• _What the exercise asks_
The required output is the exact sequence of lines from the line holding "shown by (72,353)." to the end of the records, inclusive.

• _Source material_
- - -

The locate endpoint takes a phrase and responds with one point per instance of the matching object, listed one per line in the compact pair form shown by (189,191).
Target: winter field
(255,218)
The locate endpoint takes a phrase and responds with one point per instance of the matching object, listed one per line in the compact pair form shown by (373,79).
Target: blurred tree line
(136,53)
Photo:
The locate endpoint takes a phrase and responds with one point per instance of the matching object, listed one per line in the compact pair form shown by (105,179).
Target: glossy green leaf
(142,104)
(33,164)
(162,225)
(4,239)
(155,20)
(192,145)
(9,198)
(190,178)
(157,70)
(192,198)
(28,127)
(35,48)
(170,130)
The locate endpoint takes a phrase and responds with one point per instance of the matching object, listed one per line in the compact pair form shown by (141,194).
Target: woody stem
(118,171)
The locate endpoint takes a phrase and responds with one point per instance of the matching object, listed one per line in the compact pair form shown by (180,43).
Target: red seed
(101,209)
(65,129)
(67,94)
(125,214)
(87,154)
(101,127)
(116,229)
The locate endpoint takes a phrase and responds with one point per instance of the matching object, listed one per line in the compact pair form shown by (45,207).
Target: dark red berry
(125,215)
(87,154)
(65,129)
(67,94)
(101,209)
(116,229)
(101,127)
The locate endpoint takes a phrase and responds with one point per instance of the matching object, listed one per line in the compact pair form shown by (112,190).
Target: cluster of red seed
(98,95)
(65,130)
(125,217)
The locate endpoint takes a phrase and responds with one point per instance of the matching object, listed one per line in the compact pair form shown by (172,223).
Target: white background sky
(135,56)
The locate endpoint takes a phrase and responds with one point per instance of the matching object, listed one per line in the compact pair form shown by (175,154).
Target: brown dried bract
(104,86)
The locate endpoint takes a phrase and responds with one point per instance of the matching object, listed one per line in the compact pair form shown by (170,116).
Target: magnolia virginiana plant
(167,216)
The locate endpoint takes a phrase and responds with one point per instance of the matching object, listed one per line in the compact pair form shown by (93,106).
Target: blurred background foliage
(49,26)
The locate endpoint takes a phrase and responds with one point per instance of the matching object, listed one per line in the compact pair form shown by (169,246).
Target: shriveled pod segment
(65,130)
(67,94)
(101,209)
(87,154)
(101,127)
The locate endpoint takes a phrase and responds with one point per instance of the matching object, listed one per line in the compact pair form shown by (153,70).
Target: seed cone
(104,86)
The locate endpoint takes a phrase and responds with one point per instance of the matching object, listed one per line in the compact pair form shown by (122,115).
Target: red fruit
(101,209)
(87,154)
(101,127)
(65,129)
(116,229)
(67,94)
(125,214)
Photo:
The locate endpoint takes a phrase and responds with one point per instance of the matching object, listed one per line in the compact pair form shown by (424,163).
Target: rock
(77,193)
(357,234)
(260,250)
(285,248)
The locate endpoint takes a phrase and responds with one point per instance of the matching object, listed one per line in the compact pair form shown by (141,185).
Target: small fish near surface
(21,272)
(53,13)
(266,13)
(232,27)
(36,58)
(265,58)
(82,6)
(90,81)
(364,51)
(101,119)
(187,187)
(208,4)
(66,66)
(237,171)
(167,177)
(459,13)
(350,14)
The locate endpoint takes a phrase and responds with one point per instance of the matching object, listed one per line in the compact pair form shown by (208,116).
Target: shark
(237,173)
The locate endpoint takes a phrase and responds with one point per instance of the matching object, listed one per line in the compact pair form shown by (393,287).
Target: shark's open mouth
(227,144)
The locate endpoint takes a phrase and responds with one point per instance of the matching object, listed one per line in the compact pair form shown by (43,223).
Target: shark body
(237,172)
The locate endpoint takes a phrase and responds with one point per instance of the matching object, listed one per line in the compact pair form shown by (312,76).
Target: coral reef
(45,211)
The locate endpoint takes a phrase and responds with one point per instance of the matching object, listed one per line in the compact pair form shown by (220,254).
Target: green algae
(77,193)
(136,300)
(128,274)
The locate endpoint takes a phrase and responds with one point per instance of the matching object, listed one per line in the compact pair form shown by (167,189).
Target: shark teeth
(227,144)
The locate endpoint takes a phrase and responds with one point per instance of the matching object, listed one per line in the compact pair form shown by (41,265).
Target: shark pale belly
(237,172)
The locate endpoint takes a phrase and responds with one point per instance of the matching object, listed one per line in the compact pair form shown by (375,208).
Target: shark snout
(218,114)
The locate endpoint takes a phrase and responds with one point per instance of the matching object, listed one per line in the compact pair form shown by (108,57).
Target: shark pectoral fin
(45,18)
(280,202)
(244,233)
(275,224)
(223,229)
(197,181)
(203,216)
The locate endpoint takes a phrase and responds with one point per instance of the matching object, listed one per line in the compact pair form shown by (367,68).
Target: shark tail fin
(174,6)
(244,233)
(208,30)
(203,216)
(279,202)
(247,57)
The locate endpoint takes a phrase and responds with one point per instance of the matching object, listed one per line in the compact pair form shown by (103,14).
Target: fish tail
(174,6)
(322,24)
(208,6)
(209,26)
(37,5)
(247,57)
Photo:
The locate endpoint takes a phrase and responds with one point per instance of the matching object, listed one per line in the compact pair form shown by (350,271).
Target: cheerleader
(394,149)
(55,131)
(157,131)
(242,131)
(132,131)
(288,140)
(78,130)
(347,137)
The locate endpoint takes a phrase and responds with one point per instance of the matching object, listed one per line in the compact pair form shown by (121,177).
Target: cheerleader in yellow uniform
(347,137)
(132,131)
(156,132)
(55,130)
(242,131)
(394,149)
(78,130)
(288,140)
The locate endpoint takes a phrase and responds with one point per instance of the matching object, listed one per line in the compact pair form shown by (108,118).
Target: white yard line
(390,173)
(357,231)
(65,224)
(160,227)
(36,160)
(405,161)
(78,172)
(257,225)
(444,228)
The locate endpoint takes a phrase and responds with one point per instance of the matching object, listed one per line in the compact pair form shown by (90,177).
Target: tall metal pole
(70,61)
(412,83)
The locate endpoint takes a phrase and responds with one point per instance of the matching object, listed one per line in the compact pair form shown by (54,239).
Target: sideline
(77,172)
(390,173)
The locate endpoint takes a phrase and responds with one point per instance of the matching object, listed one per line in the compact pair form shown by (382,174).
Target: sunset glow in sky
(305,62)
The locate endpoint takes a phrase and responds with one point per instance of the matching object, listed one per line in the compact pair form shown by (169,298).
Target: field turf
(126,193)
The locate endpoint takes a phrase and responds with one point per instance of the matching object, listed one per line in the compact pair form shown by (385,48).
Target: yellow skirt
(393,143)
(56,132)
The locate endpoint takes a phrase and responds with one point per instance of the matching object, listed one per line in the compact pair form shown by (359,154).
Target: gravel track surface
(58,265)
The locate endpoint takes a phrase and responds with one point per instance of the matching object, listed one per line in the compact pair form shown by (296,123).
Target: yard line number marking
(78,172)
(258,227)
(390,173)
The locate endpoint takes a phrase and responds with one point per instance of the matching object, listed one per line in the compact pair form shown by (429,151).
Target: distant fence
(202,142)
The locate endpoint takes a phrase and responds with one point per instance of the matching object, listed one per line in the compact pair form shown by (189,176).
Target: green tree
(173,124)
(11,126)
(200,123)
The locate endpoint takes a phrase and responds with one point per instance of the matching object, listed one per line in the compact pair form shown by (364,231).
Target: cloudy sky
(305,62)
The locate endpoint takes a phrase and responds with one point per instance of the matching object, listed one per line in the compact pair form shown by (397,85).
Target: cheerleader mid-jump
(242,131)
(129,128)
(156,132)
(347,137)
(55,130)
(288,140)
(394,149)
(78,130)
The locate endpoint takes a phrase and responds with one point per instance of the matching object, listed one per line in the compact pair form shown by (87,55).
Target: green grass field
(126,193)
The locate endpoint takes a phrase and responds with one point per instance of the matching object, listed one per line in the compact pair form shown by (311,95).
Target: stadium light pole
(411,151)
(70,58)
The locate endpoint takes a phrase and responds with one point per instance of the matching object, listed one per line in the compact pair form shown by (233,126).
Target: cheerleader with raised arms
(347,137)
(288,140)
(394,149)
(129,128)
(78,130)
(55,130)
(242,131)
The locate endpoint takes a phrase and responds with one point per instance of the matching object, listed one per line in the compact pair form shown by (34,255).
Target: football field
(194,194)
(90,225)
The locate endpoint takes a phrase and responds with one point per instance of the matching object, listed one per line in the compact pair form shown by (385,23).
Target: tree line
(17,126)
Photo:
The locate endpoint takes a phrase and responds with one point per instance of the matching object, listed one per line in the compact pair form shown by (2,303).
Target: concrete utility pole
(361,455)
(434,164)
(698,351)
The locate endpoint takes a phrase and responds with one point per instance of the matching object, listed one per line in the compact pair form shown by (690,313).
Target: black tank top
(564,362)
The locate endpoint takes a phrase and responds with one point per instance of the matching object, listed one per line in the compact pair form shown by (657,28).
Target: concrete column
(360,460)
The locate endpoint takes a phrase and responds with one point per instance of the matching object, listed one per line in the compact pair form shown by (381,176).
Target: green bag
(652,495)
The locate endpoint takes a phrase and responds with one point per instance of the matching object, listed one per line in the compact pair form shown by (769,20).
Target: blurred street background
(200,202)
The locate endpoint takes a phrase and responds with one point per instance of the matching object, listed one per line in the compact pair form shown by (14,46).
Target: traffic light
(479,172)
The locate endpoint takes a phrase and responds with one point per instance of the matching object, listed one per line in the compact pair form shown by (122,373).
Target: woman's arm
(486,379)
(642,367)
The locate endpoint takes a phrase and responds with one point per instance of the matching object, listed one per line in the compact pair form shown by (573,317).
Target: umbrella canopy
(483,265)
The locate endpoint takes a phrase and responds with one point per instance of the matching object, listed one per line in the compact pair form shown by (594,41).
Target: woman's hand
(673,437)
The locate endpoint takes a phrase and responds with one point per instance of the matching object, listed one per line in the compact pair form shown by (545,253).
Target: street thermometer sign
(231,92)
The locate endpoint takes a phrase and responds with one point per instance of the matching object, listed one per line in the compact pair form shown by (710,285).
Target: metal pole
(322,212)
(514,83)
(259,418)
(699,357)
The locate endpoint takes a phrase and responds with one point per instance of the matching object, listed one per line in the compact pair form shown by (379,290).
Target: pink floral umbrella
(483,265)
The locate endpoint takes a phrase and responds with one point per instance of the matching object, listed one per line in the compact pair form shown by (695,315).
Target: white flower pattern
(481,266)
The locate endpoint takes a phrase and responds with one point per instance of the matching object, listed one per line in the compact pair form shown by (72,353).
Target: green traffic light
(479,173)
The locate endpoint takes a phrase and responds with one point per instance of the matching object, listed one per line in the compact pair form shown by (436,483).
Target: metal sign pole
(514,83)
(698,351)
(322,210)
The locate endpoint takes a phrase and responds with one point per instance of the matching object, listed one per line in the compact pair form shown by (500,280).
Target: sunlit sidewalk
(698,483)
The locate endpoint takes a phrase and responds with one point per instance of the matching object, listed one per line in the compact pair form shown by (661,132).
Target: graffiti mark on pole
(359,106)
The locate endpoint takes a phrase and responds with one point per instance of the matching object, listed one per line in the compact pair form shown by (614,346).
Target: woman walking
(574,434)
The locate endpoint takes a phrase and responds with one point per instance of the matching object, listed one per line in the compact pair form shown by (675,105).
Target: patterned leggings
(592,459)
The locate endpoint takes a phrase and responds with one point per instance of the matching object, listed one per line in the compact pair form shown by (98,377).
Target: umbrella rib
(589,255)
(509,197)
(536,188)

- - -

• _Output for this task_
The locate endpoint takes a phrase and responds with one point per instance of the matching object, listed one per line in the compact pair form shown by (72,353).
Target: green traffic light
(479,173)
The locate endpoint takes a phrase and responds with one point per instance of the matching object, listed one per line in the compact pair form shown by (436,483).
Target: metal sign pole
(514,83)
(698,351)
(322,210)
The locate endpoint takes a phrase and responds with one point per instance of the matching object, listed one per line in the compact pair form shown by (500,280).
Target: sunlit sidewalk
(698,483)
The locate endpoint takes a phrase and responds with one point per instance of the matching object, listed one per line in the compact pair form shown by (661,132).
Target: graffiti mark on pole
(359,106)
The locate endpoint takes a phrase and responds with one point per instance of the matching object, listed one per line in the compact pair form shown by (614,346).
Target: woman walking
(574,434)
The locate endpoint takes a phrase and responds with one point per instance of the matching object, listed one per line in the compact pair form shown by (675,105).
Target: patterned leggings
(592,459)
The locate endpoint takes a phrase and responds with one point per instance of the matching object, listed one per line in the compact pair form shown by (98,377).
Target: umbrella rib
(589,255)
(509,197)
(536,188)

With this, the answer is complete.